Il y a des vallées profondes, dans le gneiss et le schiste comme dans le calcaire, mais la pente y existe toujours et l’on y sent beaucoup mieux qu’ailleurs ce qu’il a fallu au temps de milliers d’années pour raviner ainsi l’ossature la plus intime du globe.

Des pointes aiguës restent à la cîme de la montagne comme pour protester de la pérennité de la roche. Mais, comme il est de la destinée des choses les plus solides de crouler en ce monde, qu’on soit empire, république ou simple granit, ces pointes dures tombent à leur tour sous l’action de la gelée qui est le grand levier destructeur du temps, de même que le froid scepticisme est le grand agent destructeur des nations, – et le fracas étourdissant de leur chute remplace dans les paisibles vallées le spectacle des révolutions politiques qu’on se donne dans les cités populeuses.

Braves concitoyens des vallées de l’Ardèche, de la Volane ou de Fontaulière, vous êtes plus favorisés que les Parisiens. Quand un bloc se détache d’un des hauts sommets qui vous font des horizons si pittoresquement crénelés, et bondit en mugissant jusque dans la rivière, en faisant jaillir ses eaux limpides sans pouvoir les troubler, vous assistez à un spectacle grandiose, émouvant, qui dit simplement et sans phrase la puissance de Dieu et la faiblesse de l’homme, tandis que les chutes de gouvernements ne font rejaillir que de la boue et ne mettent en relief que la sottise ordinairement équivalente des gouvernants et des gouvernés.


Le granit, qui vient de l’italien grano grain, en raison de son apparence grenue, est le terme générique pour désigner les roches qui, bien évidemment, ont formé la première couche solide du globe, puisqu’on les trouve toujours au-dessous des autres.

== Ensemble de consignes ==
**1.** D'après le document source, de quel mot vient le terme « granit », et pour quelle raison ?
**2.** Recopiez le passage du document source allant de « Le granit, qui » à « au-dessous des autres. ».

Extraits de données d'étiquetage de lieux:
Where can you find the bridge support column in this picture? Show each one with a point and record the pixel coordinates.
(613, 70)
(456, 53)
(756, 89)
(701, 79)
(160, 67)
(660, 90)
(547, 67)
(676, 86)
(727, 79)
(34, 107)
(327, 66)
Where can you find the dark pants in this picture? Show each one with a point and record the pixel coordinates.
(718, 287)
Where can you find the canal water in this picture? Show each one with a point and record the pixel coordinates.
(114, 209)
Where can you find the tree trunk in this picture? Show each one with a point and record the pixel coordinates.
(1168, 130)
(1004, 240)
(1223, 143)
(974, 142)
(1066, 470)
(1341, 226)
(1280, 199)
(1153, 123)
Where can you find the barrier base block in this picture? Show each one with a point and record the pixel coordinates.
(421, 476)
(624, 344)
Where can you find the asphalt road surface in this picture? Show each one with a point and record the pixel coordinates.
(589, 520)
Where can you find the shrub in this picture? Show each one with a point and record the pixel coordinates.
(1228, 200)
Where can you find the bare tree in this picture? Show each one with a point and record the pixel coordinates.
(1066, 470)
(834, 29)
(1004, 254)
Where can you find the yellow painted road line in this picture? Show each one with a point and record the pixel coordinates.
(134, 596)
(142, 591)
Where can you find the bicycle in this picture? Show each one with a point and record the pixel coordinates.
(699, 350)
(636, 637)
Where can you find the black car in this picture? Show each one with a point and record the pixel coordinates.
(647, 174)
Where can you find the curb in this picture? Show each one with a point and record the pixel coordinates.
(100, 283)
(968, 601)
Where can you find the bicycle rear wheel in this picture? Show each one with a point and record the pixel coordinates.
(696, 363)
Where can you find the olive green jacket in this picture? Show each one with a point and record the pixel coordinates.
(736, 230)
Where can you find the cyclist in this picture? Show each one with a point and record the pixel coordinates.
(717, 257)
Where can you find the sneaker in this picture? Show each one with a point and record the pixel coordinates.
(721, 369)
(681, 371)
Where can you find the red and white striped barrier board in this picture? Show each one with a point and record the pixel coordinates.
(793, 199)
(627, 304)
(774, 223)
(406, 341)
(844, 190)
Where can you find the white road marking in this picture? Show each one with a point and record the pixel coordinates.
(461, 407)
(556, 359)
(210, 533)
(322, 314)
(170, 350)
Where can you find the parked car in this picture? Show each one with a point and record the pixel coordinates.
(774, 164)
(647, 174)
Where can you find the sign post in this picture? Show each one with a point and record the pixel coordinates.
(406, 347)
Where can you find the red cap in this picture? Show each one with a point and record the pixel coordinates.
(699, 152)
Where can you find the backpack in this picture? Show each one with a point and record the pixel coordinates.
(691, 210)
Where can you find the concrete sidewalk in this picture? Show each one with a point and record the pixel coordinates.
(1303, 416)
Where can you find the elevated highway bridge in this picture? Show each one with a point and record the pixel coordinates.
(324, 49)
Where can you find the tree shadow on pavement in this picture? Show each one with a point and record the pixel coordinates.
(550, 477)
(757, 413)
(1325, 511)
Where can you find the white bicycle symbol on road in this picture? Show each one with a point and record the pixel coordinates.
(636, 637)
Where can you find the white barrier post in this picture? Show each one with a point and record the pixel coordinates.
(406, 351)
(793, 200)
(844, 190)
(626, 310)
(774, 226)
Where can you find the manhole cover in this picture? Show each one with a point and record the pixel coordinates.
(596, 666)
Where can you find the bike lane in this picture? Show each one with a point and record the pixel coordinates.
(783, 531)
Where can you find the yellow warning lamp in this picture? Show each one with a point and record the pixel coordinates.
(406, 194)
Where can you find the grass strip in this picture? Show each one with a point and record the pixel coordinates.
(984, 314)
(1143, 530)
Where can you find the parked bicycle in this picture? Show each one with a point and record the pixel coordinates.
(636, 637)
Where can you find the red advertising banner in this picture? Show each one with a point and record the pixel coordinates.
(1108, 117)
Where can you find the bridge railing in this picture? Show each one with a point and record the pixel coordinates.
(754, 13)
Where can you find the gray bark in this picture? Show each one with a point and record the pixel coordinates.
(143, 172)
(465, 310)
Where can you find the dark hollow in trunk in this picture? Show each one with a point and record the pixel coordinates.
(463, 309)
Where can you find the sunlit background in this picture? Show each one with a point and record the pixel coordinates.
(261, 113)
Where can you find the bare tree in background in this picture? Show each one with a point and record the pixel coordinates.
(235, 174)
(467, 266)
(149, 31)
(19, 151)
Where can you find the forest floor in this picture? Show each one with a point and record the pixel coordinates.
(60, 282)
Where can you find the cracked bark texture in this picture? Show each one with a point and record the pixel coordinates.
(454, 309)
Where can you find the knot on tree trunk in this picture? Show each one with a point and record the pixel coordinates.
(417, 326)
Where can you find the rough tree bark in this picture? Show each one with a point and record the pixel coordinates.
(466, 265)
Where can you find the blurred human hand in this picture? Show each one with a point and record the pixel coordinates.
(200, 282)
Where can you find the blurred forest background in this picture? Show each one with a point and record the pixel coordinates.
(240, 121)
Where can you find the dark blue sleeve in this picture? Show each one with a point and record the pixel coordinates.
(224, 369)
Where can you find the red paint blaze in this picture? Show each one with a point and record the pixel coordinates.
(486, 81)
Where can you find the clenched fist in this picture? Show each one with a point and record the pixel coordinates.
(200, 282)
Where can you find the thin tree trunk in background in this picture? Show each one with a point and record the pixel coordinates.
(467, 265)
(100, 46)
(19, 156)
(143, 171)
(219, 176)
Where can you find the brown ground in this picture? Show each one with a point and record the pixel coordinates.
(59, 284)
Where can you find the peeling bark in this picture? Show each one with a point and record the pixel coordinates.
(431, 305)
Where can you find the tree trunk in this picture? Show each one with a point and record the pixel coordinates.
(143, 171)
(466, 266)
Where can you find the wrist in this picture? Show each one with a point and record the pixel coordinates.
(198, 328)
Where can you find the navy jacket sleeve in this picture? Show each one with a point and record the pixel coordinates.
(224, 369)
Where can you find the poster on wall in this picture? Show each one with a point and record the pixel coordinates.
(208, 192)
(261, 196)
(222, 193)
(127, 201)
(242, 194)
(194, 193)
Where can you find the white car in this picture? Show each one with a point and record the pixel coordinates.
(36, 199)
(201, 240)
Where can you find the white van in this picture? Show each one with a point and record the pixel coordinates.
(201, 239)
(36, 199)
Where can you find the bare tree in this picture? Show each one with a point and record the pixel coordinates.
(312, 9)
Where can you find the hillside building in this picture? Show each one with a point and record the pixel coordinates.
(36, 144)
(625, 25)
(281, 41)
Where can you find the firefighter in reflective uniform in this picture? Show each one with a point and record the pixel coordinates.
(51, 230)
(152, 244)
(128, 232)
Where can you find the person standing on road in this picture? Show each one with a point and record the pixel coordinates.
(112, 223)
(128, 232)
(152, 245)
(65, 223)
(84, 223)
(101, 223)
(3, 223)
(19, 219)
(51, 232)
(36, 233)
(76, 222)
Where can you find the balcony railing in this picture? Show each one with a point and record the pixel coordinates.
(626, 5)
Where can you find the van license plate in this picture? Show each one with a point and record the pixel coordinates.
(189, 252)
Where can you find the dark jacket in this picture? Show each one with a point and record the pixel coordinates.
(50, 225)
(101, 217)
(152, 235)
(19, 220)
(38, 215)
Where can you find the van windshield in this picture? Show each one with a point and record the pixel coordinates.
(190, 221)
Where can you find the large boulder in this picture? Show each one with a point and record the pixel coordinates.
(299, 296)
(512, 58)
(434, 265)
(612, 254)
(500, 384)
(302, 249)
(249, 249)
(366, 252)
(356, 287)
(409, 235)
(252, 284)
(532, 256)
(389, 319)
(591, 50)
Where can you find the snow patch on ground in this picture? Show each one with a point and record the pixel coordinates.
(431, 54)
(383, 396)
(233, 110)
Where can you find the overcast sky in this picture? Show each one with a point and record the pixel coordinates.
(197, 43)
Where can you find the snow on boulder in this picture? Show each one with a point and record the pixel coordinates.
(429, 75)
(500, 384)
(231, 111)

== Réponses par consigne ==
**1.** Il vient de l'italien grano, « grain », en raison de son apparence grenue.

**2.**
Le granit, qui vient de l’italien grano grain, en raison de son apparence grenue, est le terme générique pour désigner les roches qui, bien évidemment, ont formé la première couche solide du globe, puisqu’on les trouve toujours au-dessous des autres.